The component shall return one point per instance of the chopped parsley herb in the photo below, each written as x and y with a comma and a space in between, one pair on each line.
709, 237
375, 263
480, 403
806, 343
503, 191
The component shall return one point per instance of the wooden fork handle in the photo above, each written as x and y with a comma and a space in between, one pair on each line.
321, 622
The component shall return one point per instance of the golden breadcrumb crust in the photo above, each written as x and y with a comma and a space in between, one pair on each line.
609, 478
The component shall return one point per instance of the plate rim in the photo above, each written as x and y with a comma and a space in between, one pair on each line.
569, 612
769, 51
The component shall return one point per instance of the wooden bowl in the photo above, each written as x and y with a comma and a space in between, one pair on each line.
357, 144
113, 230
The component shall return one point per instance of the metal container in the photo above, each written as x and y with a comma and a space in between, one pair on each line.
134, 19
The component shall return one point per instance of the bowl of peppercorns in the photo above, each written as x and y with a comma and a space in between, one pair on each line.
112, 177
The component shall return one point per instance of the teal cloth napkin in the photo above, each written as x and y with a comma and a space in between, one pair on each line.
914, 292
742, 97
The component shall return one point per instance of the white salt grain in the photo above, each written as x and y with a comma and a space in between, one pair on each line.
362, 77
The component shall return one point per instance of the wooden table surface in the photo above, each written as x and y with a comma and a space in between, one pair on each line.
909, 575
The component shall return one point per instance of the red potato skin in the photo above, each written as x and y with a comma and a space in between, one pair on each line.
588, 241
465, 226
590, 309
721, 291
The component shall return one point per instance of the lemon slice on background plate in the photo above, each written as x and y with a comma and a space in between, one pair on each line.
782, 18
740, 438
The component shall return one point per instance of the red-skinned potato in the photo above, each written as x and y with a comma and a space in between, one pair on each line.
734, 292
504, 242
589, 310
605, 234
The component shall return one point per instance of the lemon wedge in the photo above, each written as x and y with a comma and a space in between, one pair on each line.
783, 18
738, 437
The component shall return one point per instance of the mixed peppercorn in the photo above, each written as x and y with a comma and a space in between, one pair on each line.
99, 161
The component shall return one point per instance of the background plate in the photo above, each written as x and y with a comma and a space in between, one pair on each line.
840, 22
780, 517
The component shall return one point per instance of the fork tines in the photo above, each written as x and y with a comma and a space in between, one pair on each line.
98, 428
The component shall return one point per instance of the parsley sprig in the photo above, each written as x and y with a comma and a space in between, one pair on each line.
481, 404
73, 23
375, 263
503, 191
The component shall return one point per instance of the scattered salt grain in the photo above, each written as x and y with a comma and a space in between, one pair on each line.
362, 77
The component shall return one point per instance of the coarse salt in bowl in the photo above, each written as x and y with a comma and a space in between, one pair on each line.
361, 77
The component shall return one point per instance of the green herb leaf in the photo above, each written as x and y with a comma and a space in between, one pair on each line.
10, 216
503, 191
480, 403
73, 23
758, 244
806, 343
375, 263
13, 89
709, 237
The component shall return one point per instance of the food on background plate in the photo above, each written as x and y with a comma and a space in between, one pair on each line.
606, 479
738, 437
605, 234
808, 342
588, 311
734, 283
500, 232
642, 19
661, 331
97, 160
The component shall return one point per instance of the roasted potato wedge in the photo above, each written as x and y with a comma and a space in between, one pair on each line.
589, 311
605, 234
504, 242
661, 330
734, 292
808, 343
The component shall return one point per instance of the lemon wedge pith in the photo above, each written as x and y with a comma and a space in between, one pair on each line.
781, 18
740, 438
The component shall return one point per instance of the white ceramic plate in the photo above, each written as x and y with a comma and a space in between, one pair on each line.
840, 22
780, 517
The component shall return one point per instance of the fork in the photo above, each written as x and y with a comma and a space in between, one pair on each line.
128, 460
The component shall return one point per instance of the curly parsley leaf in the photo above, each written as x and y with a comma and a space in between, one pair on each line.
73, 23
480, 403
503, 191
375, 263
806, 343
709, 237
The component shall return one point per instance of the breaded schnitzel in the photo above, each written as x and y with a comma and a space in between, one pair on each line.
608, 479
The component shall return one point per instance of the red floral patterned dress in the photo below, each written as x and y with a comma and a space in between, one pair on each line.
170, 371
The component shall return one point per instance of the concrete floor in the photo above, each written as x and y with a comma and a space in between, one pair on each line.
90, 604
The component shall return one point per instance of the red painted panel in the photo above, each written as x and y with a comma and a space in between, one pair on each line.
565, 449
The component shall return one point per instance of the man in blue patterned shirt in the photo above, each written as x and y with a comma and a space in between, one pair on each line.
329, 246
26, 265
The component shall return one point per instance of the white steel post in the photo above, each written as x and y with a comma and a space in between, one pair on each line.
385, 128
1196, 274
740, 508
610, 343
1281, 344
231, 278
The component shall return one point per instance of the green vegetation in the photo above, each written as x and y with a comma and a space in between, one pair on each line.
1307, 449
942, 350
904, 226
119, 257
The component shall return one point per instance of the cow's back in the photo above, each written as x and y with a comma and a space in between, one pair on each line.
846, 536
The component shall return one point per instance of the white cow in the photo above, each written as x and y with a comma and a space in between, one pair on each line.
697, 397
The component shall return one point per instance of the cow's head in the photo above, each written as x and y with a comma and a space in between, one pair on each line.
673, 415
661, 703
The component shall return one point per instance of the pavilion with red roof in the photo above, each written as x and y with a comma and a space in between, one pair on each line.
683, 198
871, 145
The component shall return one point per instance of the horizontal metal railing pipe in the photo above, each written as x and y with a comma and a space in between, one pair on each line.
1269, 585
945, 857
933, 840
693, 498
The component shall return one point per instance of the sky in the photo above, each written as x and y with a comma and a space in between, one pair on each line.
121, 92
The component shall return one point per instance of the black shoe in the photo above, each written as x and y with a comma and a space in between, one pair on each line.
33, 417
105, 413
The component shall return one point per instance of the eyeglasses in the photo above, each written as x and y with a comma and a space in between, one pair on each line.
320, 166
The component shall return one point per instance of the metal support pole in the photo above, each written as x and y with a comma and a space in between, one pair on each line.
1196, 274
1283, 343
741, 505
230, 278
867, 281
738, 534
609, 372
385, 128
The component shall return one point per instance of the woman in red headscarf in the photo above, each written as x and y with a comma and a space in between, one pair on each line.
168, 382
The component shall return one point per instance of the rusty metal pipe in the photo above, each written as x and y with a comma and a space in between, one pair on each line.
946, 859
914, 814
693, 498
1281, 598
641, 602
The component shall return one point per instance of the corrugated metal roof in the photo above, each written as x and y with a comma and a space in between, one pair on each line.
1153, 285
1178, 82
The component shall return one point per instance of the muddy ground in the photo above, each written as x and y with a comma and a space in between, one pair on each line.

Exercise brief: Find the line that contains "The component shall return one point per instance of the woman". Repeat it and every line after it, exactly as written, up to and including the last line of the records above.

Response to the exercise:
The component shall return one point per instance of the woman in red headscarf in the photo above, each written as x and y with a comma and a space in between, one pair on each line.
168, 382
The component shall return one point per instance of the rusty metal pipe in the photo above, each written as x and y with a comma and a space in between, one pair on each line.
946, 859
914, 814
693, 498
1281, 598
641, 602
The component shall return one point per instance of the corrugated metal roof in the photo above, each written as x and y with a comma and a space in between, one pair on each line.
1153, 285
1178, 82
The component shall return one point per instance of the muddy ground in the photo above, each written as x and y with a comma and a space in between, one pair on each line.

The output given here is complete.